## MATERIALS PROVIDED
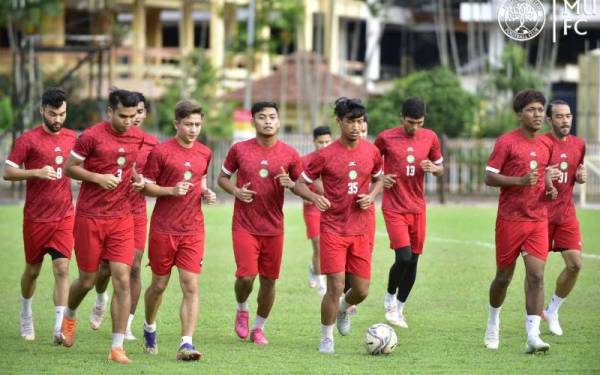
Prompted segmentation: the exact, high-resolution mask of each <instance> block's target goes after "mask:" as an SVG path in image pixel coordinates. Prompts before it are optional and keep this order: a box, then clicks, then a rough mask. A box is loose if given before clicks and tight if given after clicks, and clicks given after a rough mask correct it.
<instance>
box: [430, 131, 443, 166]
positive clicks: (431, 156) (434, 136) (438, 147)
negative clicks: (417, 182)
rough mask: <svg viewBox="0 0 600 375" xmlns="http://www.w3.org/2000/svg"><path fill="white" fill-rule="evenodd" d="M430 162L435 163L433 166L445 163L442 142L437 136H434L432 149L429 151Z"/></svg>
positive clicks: (430, 149) (431, 143) (433, 163)
mask: <svg viewBox="0 0 600 375" xmlns="http://www.w3.org/2000/svg"><path fill="white" fill-rule="evenodd" d="M427 157H428V158H429V160H431V161H432V162H433V164H437V165H439V164H442V162H443V161H444V157H443V156H442V147H441V146H440V140H439V138H438V136H437V135H436V134H434V135H433V140H432V142H431V148H430V149H429V154H428V155H427Z"/></svg>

## EXERCISE GOAL
Make a list of all lines in the data that contain "instance".

## WRITTEN SOLUTION
Prompted segmentation: the exact, high-resolution mask of each <instance> block's target goes after "mask:" as an SVG path in image pixel coordinates. Prompts before it are optional and keep this order: a box, then clicks, then a rough mask. A box is loose if given before clicks and tight if given after clicks, and clicks given after a rough mask correct it.
<instance>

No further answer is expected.